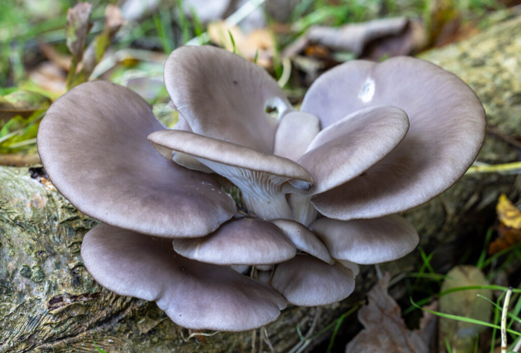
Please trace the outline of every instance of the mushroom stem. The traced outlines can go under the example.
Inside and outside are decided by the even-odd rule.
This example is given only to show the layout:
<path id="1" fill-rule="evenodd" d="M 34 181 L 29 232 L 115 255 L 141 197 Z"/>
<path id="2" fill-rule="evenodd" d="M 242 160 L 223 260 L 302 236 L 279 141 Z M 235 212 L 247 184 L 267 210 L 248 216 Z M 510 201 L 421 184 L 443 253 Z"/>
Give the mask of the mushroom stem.
<path id="1" fill-rule="evenodd" d="M 255 214 L 264 219 L 291 219 L 291 209 L 283 193 L 263 194 L 240 188 L 242 203 L 249 213 Z"/>
<path id="2" fill-rule="evenodd" d="M 311 196 L 291 193 L 289 201 L 293 220 L 307 227 L 316 219 L 318 212 L 311 204 Z"/>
────
EXERCISE DETAILS: Copy the records above word for word, leaving out the picture.

SOLVED PROBLEM:
Please trace the outline of every instance of the mushroom stem. The traced outlines can go under the example.
Inside and outside are decided by the even-odd rule.
This example is given only to show the layout:
<path id="1" fill-rule="evenodd" d="M 34 181 L 29 232 L 115 255 L 141 197 Z"/>
<path id="2" fill-rule="evenodd" d="M 242 160 L 223 260 L 302 236 L 279 141 Z M 235 212 L 247 184 L 267 210 L 248 216 Z M 510 201 L 421 184 L 443 253 Z"/>
Give the mask of the mushroom stem.
<path id="1" fill-rule="evenodd" d="M 255 214 L 264 219 L 291 219 L 291 209 L 283 193 L 263 194 L 240 188 L 242 203 L 249 213 Z"/>
<path id="2" fill-rule="evenodd" d="M 311 196 L 291 193 L 289 201 L 293 220 L 307 227 L 316 219 L 318 212 L 311 204 Z"/>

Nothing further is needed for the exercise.